To be done. Begin with the line holding "of the background" and write out each following line to the end of the data, exactly. Pictures are left out.

Entries provided.
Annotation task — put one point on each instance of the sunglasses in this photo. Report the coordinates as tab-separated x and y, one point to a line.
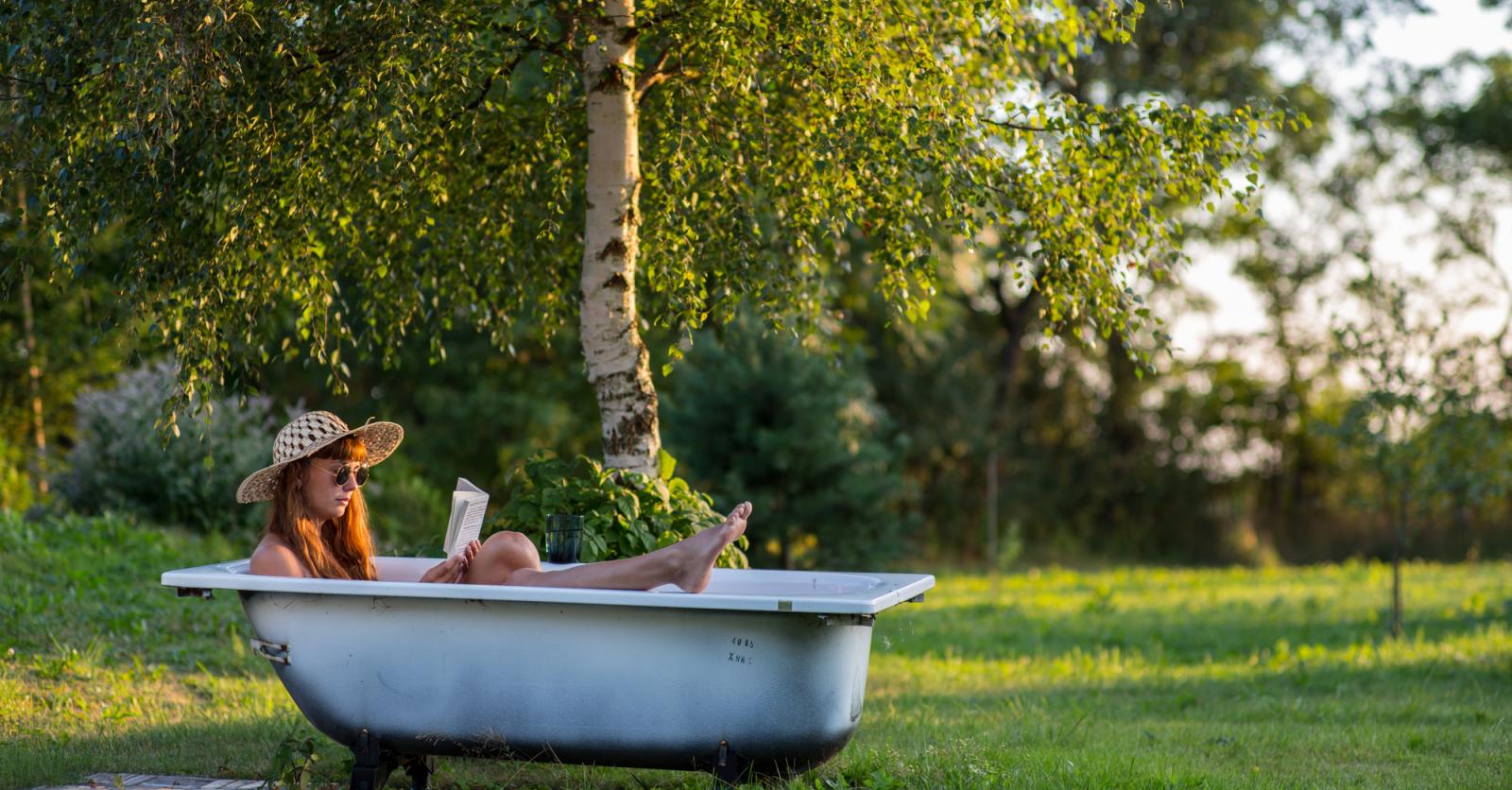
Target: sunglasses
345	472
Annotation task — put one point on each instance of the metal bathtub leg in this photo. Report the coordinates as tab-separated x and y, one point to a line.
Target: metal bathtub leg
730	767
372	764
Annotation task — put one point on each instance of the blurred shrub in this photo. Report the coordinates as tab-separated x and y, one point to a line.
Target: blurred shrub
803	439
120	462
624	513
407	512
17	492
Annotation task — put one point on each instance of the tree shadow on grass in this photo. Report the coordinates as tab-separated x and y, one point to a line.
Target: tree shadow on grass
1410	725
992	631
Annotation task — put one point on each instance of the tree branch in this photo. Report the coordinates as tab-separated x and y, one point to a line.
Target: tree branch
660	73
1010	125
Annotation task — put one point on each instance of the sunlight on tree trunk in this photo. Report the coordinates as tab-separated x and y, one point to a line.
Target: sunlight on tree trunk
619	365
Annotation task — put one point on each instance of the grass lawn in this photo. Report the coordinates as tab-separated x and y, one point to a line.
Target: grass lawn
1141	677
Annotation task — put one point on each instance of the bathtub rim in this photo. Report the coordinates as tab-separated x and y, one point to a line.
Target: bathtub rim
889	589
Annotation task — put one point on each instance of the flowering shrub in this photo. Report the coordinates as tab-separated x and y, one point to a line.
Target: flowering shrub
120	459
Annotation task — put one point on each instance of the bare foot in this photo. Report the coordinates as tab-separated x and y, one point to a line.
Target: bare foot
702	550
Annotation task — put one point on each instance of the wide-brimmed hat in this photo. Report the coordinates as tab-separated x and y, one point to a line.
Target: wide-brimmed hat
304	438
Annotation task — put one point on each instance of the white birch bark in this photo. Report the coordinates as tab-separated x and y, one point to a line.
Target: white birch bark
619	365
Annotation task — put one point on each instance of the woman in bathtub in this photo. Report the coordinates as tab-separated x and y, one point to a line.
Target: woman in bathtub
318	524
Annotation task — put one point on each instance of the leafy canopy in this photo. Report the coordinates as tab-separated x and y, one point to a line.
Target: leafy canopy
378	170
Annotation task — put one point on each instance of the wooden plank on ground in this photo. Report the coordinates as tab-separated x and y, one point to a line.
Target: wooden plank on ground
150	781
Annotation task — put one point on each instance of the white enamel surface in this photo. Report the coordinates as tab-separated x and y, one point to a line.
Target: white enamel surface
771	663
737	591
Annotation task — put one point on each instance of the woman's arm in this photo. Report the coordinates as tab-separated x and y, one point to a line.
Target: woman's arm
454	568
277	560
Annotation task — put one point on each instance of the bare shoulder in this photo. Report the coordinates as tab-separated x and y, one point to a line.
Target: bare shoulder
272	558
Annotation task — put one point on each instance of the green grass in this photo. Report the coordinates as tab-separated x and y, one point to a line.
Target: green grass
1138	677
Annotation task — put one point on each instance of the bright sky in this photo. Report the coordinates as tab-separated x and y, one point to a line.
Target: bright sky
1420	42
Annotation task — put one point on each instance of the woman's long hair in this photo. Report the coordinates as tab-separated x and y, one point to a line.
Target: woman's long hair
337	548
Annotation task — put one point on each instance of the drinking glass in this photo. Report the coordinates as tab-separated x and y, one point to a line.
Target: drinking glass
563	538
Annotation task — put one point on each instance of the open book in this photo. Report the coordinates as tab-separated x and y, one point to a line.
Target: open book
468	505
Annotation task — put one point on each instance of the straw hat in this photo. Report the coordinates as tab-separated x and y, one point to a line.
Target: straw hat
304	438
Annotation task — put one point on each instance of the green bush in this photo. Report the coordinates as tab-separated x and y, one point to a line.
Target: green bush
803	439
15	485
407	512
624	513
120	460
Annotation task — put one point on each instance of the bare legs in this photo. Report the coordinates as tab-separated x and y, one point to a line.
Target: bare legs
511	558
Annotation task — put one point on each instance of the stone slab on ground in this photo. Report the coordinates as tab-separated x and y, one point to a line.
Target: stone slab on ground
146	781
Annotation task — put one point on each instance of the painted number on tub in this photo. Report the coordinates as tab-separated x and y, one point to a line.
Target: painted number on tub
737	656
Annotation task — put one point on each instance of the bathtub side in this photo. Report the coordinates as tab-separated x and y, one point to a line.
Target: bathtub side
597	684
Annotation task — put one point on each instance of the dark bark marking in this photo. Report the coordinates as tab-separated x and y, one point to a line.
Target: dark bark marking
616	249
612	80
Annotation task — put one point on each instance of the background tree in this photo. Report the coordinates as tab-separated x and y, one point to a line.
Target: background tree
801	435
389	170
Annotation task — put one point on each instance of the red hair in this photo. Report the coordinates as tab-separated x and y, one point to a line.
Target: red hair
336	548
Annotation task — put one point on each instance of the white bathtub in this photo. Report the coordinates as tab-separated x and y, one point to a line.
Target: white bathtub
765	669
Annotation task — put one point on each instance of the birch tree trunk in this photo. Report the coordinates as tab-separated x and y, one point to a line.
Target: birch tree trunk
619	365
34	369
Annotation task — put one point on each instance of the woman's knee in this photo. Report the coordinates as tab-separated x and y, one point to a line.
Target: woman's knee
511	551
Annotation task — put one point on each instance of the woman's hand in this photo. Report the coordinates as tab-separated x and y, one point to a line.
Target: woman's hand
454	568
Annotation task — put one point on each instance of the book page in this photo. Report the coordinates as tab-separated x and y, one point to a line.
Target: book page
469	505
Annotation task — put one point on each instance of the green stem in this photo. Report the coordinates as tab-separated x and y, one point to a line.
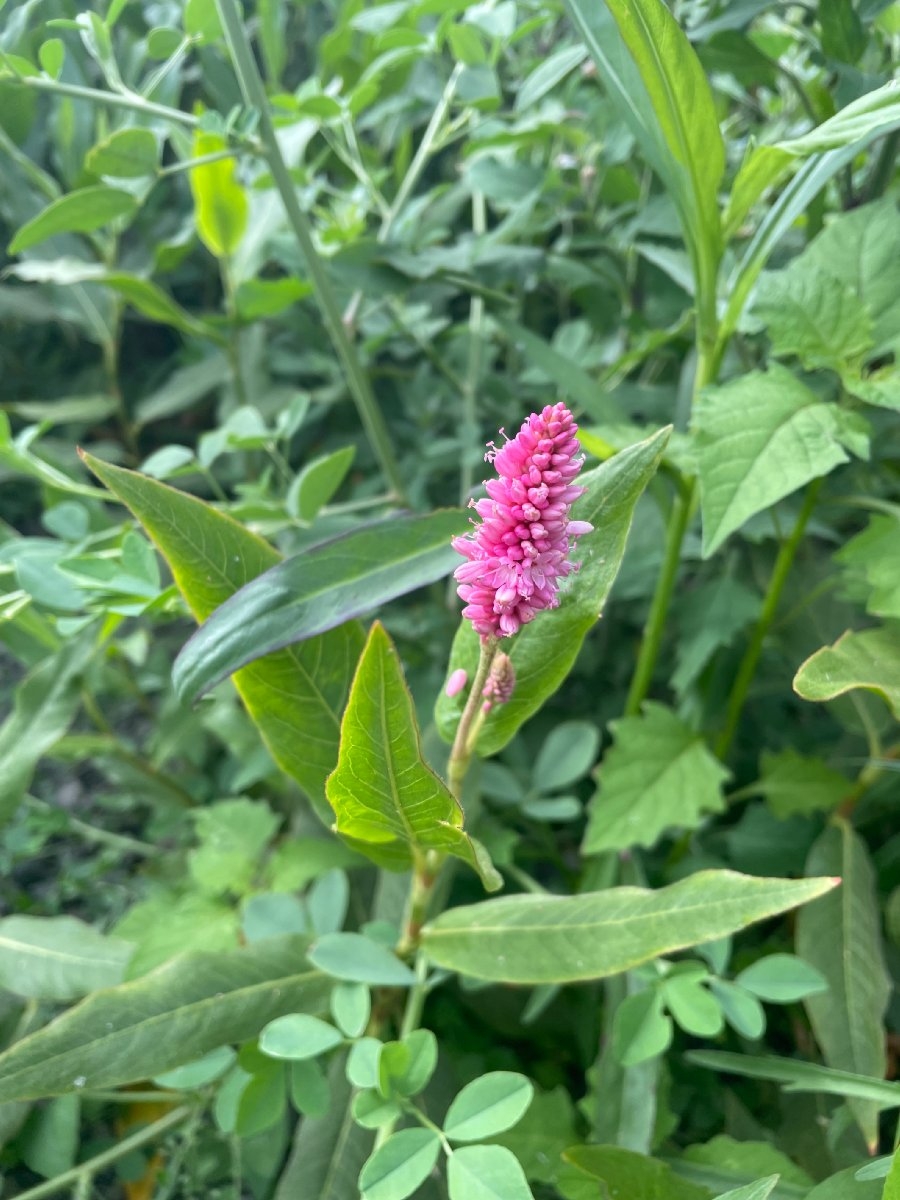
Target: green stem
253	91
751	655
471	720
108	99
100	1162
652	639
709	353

Solution for this exercise.
Annotation task — put one point on each instance of the background tree in this photo. Report the coordinates as tab-separated x and y, one point to a line.
Target: background tree
801	435
389	170
Annotation task — put one point on each instance of the red hair in this photo. Report the coordinates as tab-separated x and y, one point to a line.
Target: red hair
336	548
Annotation task — put one point on each instance of the white bathtub in this photo. Report the coordinates as tab-separated x and y, one point to a line.
Target: white bathtub
765	669
Annotation task — put one point on each instance of the birch tree trunk in this photo. Report the coordinates as tab-separated x and y, one point to a line.
Target: birch tree trunk
619	365
34	369
Annotation task — put one point on each instance of the woman's knee in this photo. Report the coordinates as tab-separated x and y, one point to a line.
Target: woman's knee
511	551
Annotation task — put one point on each instance of the woman's hand in this photo. Report the coordinates as tab-separated x and y, one point to a line.
Target: woman's hand
454	568
Annotation task — put one point on each instance of the book page in this photo. Report the coordinates as tab-separated x and y, one point to a line.
Target: book page
469	505
Annotation task — put one point on each instance of the green stem in this photo. Report the coordinates as tab-separated x and y, one point to a line.
Target: green stem
253	91
751	655
471	720
108	99
100	1162
652	639
709	353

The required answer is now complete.